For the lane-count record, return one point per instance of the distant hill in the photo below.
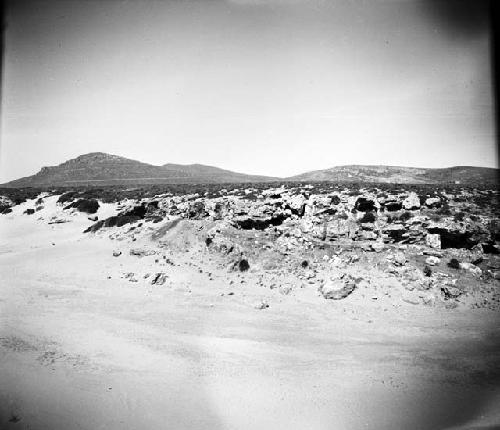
(98, 168)
(402, 175)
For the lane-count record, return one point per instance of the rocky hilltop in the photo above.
(402, 175)
(100, 169)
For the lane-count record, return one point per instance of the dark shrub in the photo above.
(364, 205)
(114, 221)
(137, 211)
(243, 265)
(335, 200)
(368, 217)
(67, 197)
(444, 209)
(393, 206)
(405, 216)
(88, 206)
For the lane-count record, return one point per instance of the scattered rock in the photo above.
(432, 261)
(433, 241)
(142, 252)
(159, 278)
(412, 202)
(450, 292)
(337, 289)
(262, 305)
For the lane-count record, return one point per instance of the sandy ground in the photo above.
(83, 348)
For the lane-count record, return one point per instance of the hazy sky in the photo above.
(273, 87)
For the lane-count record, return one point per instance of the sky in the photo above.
(275, 87)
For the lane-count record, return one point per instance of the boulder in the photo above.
(433, 241)
(377, 246)
(450, 292)
(432, 261)
(337, 289)
(142, 252)
(411, 202)
(433, 202)
(399, 259)
(159, 278)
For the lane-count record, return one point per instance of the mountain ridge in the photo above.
(99, 168)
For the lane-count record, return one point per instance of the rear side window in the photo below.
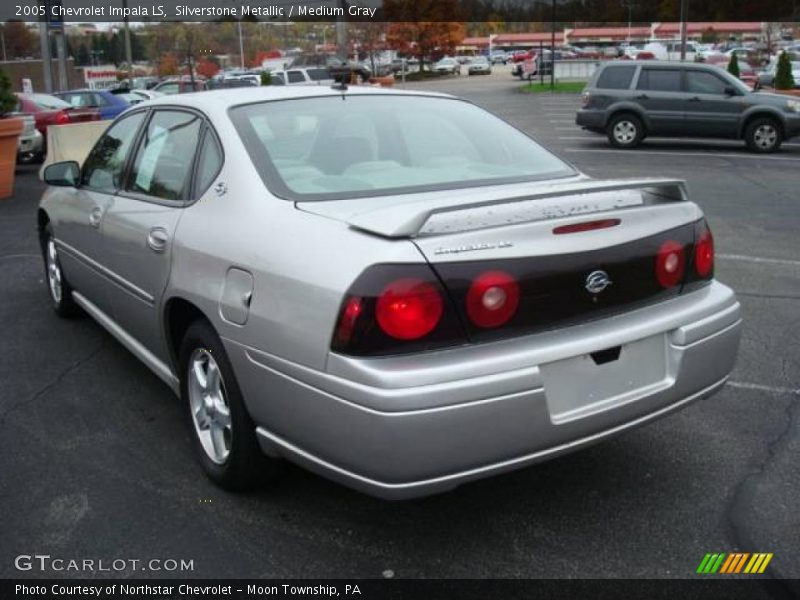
(616, 78)
(660, 80)
(165, 156)
(700, 82)
(102, 170)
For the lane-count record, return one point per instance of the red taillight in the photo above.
(670, 264)
(704, 254)
(408, 309)
(492, 299)
(347, 321)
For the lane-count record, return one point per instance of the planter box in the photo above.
(9, 136)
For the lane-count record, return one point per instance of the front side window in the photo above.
(103, 168)
(660, 80)
(164, 158)
(296, 77)
(328, 147)
(700, 82)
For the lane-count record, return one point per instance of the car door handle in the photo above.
(157, 239)
(96, 216)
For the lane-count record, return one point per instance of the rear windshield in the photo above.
(616, 78)
(334, 147)
(48, 102)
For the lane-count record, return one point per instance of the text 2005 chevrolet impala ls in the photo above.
(398, 291)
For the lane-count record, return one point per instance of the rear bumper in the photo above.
(405, 427)
(590, 119)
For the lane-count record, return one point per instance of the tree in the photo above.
(421, 26)
(20, 41)
(168, 65)
(207, 68)
(784, 80)
(8, 101)
(733, 65)
(82, 57)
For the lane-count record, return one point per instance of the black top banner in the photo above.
(744, 588)
(474, 11)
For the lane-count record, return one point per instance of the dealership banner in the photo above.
(563, 11)
(398, 589)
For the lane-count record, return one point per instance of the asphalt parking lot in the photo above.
(96, 462)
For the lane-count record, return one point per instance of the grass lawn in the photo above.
(561, 87)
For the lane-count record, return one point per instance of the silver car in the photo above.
(396, 290)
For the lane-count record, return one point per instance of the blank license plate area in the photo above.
(578, 387)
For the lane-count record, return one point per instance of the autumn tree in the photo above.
(167, 65)
(733, 65)
(784, 79)
(19, 40)
(206, 67)
(421, 27)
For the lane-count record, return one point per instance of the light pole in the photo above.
(241, 46)
(684, 11)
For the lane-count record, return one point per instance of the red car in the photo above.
(48, 110)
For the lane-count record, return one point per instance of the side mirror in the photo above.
(64, 174)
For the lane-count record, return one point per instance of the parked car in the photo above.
(179, 86)
(48, 110)
(31, 141)
(480, 65)
(400, 313)
(766, 78)
(498, 57)
(303, 76)
(108, 103)
(448, 65)
(635, 99)
(146, 94)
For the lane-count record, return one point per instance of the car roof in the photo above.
(659, 63)
(223, 99)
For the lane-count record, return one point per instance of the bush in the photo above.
(784, 80)
(733, 65)
(8, 101)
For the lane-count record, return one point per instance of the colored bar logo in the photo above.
(734, 563)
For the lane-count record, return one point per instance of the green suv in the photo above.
(634, 99)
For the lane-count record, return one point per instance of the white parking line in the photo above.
(759, 260)
(667, 153)
(763, 388)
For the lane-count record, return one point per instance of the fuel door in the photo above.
(237, 293)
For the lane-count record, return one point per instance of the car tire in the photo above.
(223, 433)
(763, 135)
(625, 131)
(58, 287)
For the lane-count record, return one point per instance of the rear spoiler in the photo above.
(409, 219)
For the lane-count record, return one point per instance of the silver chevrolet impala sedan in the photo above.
(398, 291)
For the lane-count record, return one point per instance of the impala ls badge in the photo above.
(597, 281)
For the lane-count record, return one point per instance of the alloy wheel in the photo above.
(765, 136)
(54, 278)
(624, 132)
(211, 413)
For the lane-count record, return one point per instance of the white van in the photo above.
(670, 49)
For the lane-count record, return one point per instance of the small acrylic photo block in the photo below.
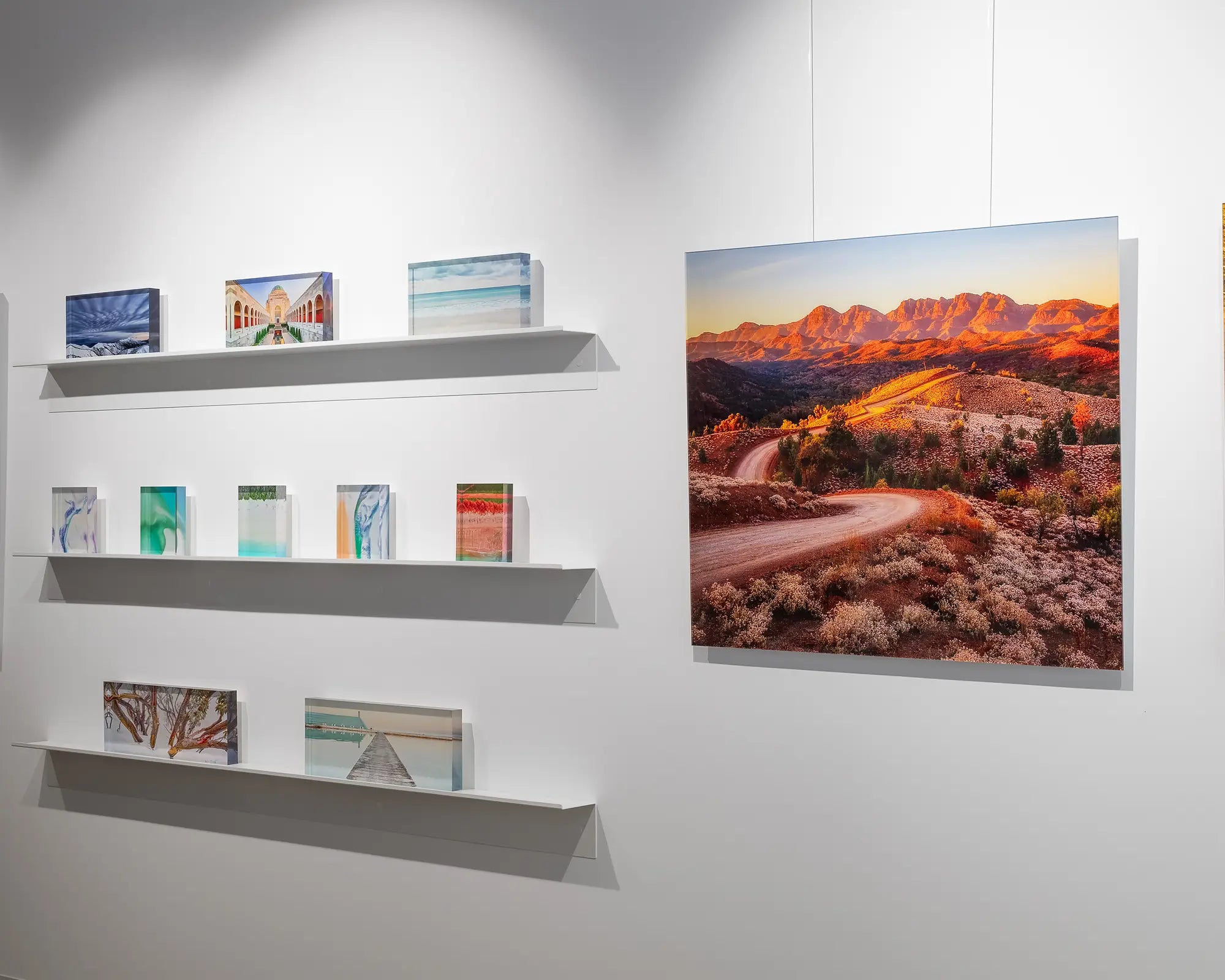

WHAT THE TASK ASKS – Transcribe the material exactly, leaving every picture out.

ANSWER TO THIS PROBLEM –
For the lane-count record, return one point per instance of the distant hill in the photo below.
(98, 168)
(402, 175)
For the lane-count record, return one point per instance of the rocky hilltop in the photo above.
(402, 175)
(100, 169)
For the lane-count record, return one point per instance of the dark shrub in the photo above.
(364, 205)
(114, 221)
(137, 211)
(243, 265)
(335, 200)
(368, 217)
(67, 197)
(444, 209)
(393, 206)
(405, 216)
(88, 206)
For the lane-count record, return one point per instance of the scattered rock in the photo above.
(432, 261)
(433, 241)
(142, 252)
(159, 278)
(412, 202)
(450, 292)
(337, 289)
(262, 305)
For the lane-count record, return one point per instance of the sandy ground in the photo above.
(83, 348)
For the lane-count record, return one point per instance of the hazy sky in the photo above.
(273, 87)
For the lane-count record, return one point per instance of the sky in the photo above.
(275, 87)
For the lane-count record, return one point per instance of the boulder in the photo above.
(433, 241)
(377, 246)
(450, 292)
(432, 261)
(337, 289)
(142, 252)
(411, 202)
(433, 202)
(399, 259)
(159, 278)
For the lane-count record, return one point per instance of the mountain ridge in the photo above.
(99, 168)
For the lane-count record, return one point per instance of the rear side window in the photo below.
(616, 78)
(660, 80)
(165, 156)
(700, 82)
(102, 170)
For the lane-count record, return one point per instance of the red taillight in the photo above.
(670, 264)
(704, 254)
(408, 309)
(492, 299)
(347, 321)
For the lane-count record, return one point per instance of the planter box in the photo above.
(9, 136)
For the lane-count record, return one point per instance of the front side window in the photo above.
(103, 168)
(660, 80)
(164, 158)
(296, 77)
(328, 147)
(700, 82)
For the lane-count record, return one point per instance of the car door handle in the photo above.
(157, 239)
(96, 216)
For the lane-count record, return one point per instance of the rear windshield in the photo above.
(616, 78)
(334, 147)
(48, 102)
For the lane-count record, return one point per instance of the text 2005 chevrolet impala ls in the photo above.
(398, 291)
For the lane-count record, return one point per instance of the rear bumper in the photo above.
(405, 427)
(590, 119)
For the lane-count record, return one point per instance of the tree in the photo above.
(421, 26)
(20, 41)
(168, 65)
(207, 68)
(784, 80)
(8, 101)
(733, 65)
(82, 57)
For the lane-count record, return one point per instance of the black top banner in the photo above.
(744, 588)
(474, 11)
For the lane-count record, return one point per instance of the dealership banner in the photo above.
(563, 11)
(398, 589)
For the lane-count record, return one point per instance of the asphalt parking lot in the photo above.
(96, 462)
For the lane-count record, return one point per instance of the grass lawn in the photo above.
(561, 87)
For the lane-count record, return one point per instance of the silver car in the photo above.
(396, 290)
For the lane-count record, return one point per instance of the blank license plate area in the photo above.
(578, 387)
For the lane-count record, return one point per instance of the autumn tree in the photo above.
(167, 65)
(733, 65)
(784, 79)
(19, 40)
(206, 67)
(421, 27)
For the lane-count record, return one point per instance of the light pole in the photo above.
(241, 46)
(684, 11)
For the lane-count record, return one point per instance of the red car in the photo above.
(48, 110)
For the lane-count record, return one point per instance of the side mirror in the photo above.
(64, 174)
For the lane-count record, return one point per instance of the parked car in the photo above.
(179, 86)
(48, 110)
(31, 141)
(480, 65)
(400, 313)
(766, 78)
(498, 57)
(303, 76)
(108, 103)
(448, 65)
(635, 99)
(146, 94)
For the lane-count record, return one point per instance of the car roof in the photo above.
(659, 63)
(223, 99)
For the lane-count record, return one point per instance of the bush in the photo above.
(784, 80)
(733, 65)
(8, 101)
For the lane-count record, return one point per instance of the colored bar logo in the photo above.
(734, 563)
For the lane-count record, return one point per instance of the green suv in the photo above.
(634, 99)
For the lane-count record, return one point per instance of the white parking line in the photo above.
(759, 260)
(667, 153)
(763, 388)
For the lane-count record, return one point per instance of the fuel door in the photo above.
(237, 293)
For the lane-count record, return one point per instance of the car tire in the photo above.
(223, 433)
(763, 135)
(625, 131)
(58, 287)
For the lane-count record, return one point per instance of the rear spoiler in the photo above.
(409, 219)
For the lane-count record, return one point per instance of the silver chevrolet impala sedan in the photo above.
(398, 291)
For the lane-count record, return one point per instance of the impala ls badge in the photo above.
(597, 281)
For the lane-count record, return one point per instance of the alloy wheel in the photo above.
(765, 136)
(54, 278)
(624, 132)
(211, 413)
For the lane-count record, return one point per instance of the white van in the photo above.
(670, 49)
For the lane-count record, return one point per instance of the small acrylic photo block in the photo below.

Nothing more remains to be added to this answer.